▸ AUFGABEN UND ÜBUNGEN
A - Gib einen Teil des Textauszugs über Meister Eckhart wortgetreu wieder. Beginne bei den Worten mit „Wie sollen wir“ und höre nach „bilden eine Einheit.“ auf.
B - Beantworte zum Textauszug über Meister Eckhart diese Fragen:
(i) Als was wird Meister Eckhart im Text bezeichnet?
(ii) Als was wurde die Seele laut Text erschaffen?
(iii) Was bilden der menschliche Seelengrund und die überfließende, in sich bleibende Gottheit?

Wie sollen wir uns heute eine Neuschöpfung des Menschen in wechselseitiger Verbundenheit des Menschen mit Gott vorstellen? Der Mystiker und große Theologe Meister Eckhart greift den johanneischen Gedanken auf und beschreibt die Erschaffung der menschlichen Seele mit folgenden Worten: „Gott hat die Seele nach sich selbst geschaffen, nach seiner Natur, nach seinem Sein, nach dem Grund, in dem er in sich selbst bleibt, wo er seinen eingeborenen Sohn begiert, wovon der Heilige Geist ausblüht. Nach diesem ausfließenden innebleibenden Werk hat Gott die Seele geschaffen.“ Die menschliche Seele ist nach dem Sein Gottes geformt. Sie wurde erschaffen als Licht vom Licht. Sie ist Leben, das aufblüht in göttlicher Liebe. Menschlicher Seelengrund und überfließende, in sich bleibende Gottheit bilden eine Einheit.

▸ DATENAUSZUG
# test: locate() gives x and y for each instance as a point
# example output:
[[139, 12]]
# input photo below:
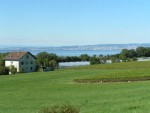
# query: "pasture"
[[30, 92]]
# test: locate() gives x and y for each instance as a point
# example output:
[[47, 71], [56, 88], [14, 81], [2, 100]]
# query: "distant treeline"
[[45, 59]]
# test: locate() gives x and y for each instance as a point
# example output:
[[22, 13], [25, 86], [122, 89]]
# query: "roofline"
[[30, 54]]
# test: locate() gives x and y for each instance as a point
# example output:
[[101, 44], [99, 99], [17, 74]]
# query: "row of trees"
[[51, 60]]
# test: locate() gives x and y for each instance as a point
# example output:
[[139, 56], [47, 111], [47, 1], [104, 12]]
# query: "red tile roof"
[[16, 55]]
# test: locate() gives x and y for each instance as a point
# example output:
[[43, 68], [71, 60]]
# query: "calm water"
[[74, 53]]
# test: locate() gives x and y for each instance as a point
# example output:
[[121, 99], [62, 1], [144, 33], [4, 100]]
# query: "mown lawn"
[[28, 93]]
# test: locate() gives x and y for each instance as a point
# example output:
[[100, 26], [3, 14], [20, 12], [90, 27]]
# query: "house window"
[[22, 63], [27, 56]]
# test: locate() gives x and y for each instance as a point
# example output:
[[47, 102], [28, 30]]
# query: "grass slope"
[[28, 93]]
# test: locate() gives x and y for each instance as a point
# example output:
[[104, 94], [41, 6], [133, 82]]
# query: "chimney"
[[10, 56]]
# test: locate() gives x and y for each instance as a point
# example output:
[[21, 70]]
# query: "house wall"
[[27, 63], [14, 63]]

* * *

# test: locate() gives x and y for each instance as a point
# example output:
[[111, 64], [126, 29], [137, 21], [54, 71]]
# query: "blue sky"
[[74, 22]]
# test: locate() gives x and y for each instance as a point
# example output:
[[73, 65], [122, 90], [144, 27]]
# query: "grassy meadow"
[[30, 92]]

▸ LÖSUNGEN
A -
Wie sollen wir uns heute eine Neuschöpfung des Menschen in wechselseitiger Verbundenheit des Menschen mit Gott vorstellen? Der Mystiker und große Theologe Meister Eckhart greift den johanneischen Gedanken auf und beschreibt die Erschaffung der menschlichen Seele mit folgenden Worten: „Gott hat die Seele nach sich selbst geschaffen, nach seiner Natur, nach seinem Sein, nach dem Grund, in dem er in sich selbst bleibt, wo er seinen eingeborenen Sohn begiert, wovon der Heilige Geist ausblüht. Nach diesem ausfließenden innebleibenden Werk hat Gott die Seele geschaffen.“ Die menschliche Seele ist nach dem Sein Gottes geformt. Sie wurde erschaffen als Licht vom Licht. Sie ist Leben, das aufblüht in göttlicher Liebe. Menschlicher Seelengrund und überfließende, in sich bleibende Gottheit bilden eine Einheit.

B -
(i) Als Mystiker und großer Theologe.
(ii) Als Licht vom Licht.
(iii) Eine Einheit.